_SHORT PROBLEM:_ Every line of the material is to be quoted verbatim, minus the pictures.

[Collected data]
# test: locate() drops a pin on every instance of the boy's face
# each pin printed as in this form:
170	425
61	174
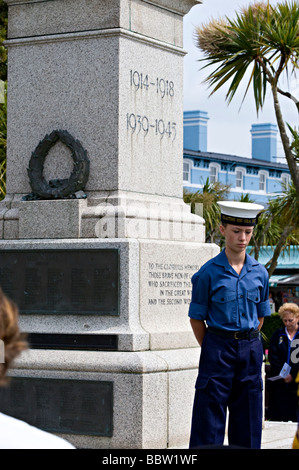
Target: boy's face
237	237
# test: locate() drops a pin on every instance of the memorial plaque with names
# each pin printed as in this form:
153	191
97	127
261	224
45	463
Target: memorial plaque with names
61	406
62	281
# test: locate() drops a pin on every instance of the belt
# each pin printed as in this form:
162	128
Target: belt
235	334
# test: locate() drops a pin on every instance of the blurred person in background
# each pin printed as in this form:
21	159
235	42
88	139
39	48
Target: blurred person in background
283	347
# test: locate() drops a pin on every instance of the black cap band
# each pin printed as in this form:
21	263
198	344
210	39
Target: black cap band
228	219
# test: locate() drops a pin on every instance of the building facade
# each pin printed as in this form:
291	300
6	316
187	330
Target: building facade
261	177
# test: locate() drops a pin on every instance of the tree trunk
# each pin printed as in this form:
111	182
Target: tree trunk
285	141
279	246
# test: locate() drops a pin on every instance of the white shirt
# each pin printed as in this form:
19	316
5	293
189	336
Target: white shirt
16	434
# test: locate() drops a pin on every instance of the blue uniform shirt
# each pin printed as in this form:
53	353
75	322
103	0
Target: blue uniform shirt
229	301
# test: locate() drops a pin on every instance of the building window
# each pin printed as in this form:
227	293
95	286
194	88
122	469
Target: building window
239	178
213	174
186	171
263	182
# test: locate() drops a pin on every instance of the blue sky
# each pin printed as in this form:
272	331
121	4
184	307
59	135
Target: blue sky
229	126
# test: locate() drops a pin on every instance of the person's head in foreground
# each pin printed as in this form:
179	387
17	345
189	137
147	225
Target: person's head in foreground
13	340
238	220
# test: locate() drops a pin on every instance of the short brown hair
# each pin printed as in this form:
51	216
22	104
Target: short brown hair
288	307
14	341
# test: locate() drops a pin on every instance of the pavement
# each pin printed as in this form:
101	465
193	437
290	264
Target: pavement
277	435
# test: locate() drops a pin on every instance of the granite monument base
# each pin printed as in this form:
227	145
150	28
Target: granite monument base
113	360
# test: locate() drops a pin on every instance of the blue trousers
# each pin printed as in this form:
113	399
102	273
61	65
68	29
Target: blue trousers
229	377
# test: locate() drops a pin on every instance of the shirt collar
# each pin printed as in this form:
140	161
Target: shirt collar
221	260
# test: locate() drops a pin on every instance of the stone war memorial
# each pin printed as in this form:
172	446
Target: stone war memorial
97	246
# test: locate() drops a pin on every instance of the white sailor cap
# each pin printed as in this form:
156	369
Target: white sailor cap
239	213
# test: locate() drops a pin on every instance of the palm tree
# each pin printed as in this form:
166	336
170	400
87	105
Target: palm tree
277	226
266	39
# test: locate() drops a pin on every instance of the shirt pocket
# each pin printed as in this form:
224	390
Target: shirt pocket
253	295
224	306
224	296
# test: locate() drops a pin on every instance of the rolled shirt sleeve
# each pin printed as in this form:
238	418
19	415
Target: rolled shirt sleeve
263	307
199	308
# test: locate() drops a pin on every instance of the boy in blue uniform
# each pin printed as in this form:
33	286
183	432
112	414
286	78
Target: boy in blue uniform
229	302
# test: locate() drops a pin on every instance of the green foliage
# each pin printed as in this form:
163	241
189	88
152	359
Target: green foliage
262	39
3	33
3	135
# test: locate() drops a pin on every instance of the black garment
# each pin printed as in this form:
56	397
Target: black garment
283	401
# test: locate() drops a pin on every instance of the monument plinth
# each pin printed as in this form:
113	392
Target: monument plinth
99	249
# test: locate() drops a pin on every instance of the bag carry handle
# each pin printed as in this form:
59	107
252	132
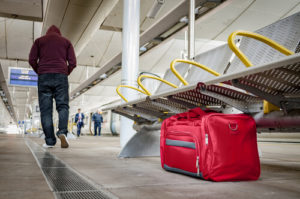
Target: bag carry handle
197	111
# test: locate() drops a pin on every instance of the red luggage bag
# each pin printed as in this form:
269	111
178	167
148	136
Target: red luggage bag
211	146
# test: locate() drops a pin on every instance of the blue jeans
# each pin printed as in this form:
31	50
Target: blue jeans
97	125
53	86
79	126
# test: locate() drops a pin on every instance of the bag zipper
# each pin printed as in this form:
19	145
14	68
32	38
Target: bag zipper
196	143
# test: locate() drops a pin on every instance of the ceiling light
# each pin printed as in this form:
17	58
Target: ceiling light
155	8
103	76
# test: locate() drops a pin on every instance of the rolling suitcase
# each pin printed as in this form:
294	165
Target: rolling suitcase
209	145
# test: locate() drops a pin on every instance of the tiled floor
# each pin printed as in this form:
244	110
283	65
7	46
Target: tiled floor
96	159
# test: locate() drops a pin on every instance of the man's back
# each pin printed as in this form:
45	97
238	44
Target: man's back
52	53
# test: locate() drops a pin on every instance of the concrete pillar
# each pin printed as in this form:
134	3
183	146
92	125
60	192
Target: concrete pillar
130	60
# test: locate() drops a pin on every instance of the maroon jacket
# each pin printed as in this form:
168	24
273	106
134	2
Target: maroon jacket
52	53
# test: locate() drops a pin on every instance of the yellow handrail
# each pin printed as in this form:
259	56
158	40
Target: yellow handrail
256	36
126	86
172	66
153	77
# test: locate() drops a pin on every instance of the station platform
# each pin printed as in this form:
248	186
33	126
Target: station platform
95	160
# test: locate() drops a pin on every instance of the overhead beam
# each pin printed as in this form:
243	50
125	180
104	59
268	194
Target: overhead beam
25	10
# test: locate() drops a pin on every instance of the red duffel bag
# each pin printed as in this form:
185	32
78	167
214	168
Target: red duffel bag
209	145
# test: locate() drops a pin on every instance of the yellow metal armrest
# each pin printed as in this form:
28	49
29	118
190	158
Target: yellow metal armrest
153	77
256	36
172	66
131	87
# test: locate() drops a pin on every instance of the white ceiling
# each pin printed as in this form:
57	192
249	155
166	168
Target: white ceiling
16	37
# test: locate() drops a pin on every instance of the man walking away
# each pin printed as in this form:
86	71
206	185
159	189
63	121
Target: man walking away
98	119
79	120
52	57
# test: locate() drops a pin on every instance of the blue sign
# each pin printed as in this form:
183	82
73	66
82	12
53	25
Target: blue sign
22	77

_ANSWER:_
# test: locate() drops a pin on every instance of the boy's face
# each pin printed as in this form:
170	425
61	174
Target: boy's face
237	237
# test: locate() drops a pin on every instance of the memorial plaque with names
# each pin printed as in this form:
153	191
97	127
261	224
45	463
Target: memorial plaque with names
61	406
62	281
# test: locate() drops a pin on every instance of the belt
# each pin printed as in this form:
162	128
Target: belt
235	334
# test: locate() drops a pin on every instance of the blurred person in background
# each pin printed as in this form:
21	159
235	42
88	139
39	48
Target: blurred person in background
283	347
# test: locate() drops a pin on every instance of the black cap band
# each pin printed as in this form:
21	263
198	344
210	39
Target: black cap band
228	219
# test: locate() drops a pin on every instance of the building facade
# each pin printed as in this form:
291	300
6	316
187	330
Target: building facade
261	177
# test: locate() drops a pin on every instance of the tree trunk
# each pin printed as in this form:
111	182
Target: tree trunk
285	141
279	246
# test: locate() drops a pin on every instance of the white shirt
# each pin printed as in this form:
19	316
5	293
189	336
Target: white shirt
16	434
# test: locate() drops a pin on every instance of the blue uniform shirt
# each pin printed as in this form:
53	353
75	322
103	0
Target: blue uniform shirt
229	301
# test: locate() drops a pin on every instance of the building window
# each pin printed as in this form:
227	293
95	286
194	88
122	469
Target: building window
239	178
213	174
186	171
263	182
# test: locate() drops a pin on every instance of the blue sky
# each pin printed as in this form:
272	331
121	4
184	307
59	135
Target: blue sky
229	126
# test: locate() drops a pin on every instance of the person's head in foreground
# each pin printed as in this form:
179	387
17	345
189	137
147	225
Target: person's head in foreground
13	340
238	220
# test: locate() drops a pin on every instance of the short brown hair
# each pin printed as in this form:
51	216
22	104
Target: short brown hair
288	307
14	341
# test: locate() drops a pin on every instance of the pavement
# each pin printed as in this form:
101	465
193	437
290	264
Target: pavement
277	435
# test: locate() drops a pin on every instance of the granite monument base
# each pin printed as in this form:
227	145
150	28
Target: granite monument base
113	360
# test: locate() drops a pin on every instance of the blue trousers
# each pin printed as in this form:
113	399
102	273
61	65
68	29
Target: blue trousers
229	377
# test: locate() drops a pin on every instance of the shirt collar
# each pin printed as in this form:
140	161
Target: shirt collar
221	260
# test: locate() drops a pin on every instance of the stone war memorial
# each pin printed as in this form:
172	446
Target: stone war memorial
97	246
# test: locate() drops a pin on every instance of the white sailor cap
# each pin printed as in this form:
156	369
Target: white sailor cap
239	213
# test: locate() drops a pin on every instance of the palm tree
# each pin printed as in this form:
166	336
170	400
87	105
Target: palm tree
277	226
266	39
# test: locate() drops a pin on every instance of the shirt pocket
# each pin printed as in this form:
224	390
Target: shirt pocket
253	295
224	306
224	296
# test: locate() drops a pin on every instance of the rolled shirt sleeve
# each pin printed as in this form:
238	418
19	415
Target: rolled shirt sleeve
263	307
199	308
# test: locate() drops a pin on every instance of the boy in blue uniform
# each pin printed as in this form:
33	286
183	432
112	414
286	78
Target: boy in blue uniform
229	302
# test: locate() drops a pin on every instance of the green foliage
# each pin printed as in this form:
163	241
189	88
152	359
Target: green foliage
262	39
3	33
3	135
# test: locate() drops a pin on every instance of the black garment
# each pin printed as in this form:
56	397
Target: black garment
283	401
# test: locate() drops a pin on every instance of the monument plinth
# each pin printed as in this form:
113	392
Target: monument plinth
99	249
# test: locate() drops a pin on every instance of the bag carry handle
# each pin printed as in this form:
59	107
252	132
Target: bag carry handle
197	111
# test: locate() drops a pin on every instance of the red luggage bag
# each pin printed as in this form:
269	111
178	167
148	136
Target: red luggage bag
211	146
# test: locate() drops a pin on every instance of the blue jeans
# each pin printed as in this form:
31	50
Target: blue jeans
97	125
53	86
79	126
# test: locate() drops a pin on every instance of the bag zipper
# each pin printed as in this form:
19	145
14	68
32	38
Target: bag zipper
196	143
# test: locate() drops a pin on every instance of the ceiling light
# each pin printed as in this form:
17	58
Target: ceiling light
155	8
103	76
# test: locate() drops a pin on every instance of the rolling suitcase
# each pin printed as in this form:
294	165
Target: rolling suitcase
209	145
# test: locate() drops a pin on every instance of the tiled floor
# each pin printed as in this form:
244	110
283	65
7	46
Target: tiled floor
96	159
# test: locate() drops a pin on every instance of the man's back
# each pin printed as in this form:
45	97
238	44
Target: man's back
52	53
# test: locate() drops a pin on every instance of the concrete pillar
# each pin printed as in this form:
134	3
183	146
92	125
60	192
Target: concrete pillar
130	60
# test: locate() drops a pin on every instance of the maroon jacket
# each pin printed as in this form:
168	24
273	106
134	2
Target: maroon jacket
52	53
# test: locate() drops a pin on every instance of the yellow handrail
# each pin printed as in this form:
259	56
158	40
Target: yellow handrail
256	36
126	86
172	66
153	77
# test: locate() drops a pin on every instance of the station platform
# each pin printed as in this form:
248	186
33	126
Target: station platform
95	160
# test: locate() drops a pin on every instance of the overhead beam
# each pin printed as in this form:
243	50
125	180
104	59
268	194
Target: overhead beam
25	10
# test: locate() drops a pin on every instance of the red duffel bag
# each pin printed as in this form:
185	32
78	167
214	168
Target: red duffel bag
209	145
# test: locate() drops a pin on every instance of the yellow metal armrest
# each pin printed as in this form:
28	49
29	118
190	158
Target: yellow metal armrest
153	77
256	36
172	66
131	87
# test: locate() drops a pin on every instance of the white ceiling
# each pin printed as in this form:
57	192
249	155
166	168
Target: white ceiling
16	37
# test: locate() drops a pin on every instance of the man walking away
# each pin printed as in this form:
86	71
206	185
159	189
63	121
Target: man walking away
98	119
79	120
52	57
# test: locate() drops a pin on every instance of the blue sign
# each pin printed as in this form:
183	82
73	66
82	12
53	25
Target: blue sign
22	77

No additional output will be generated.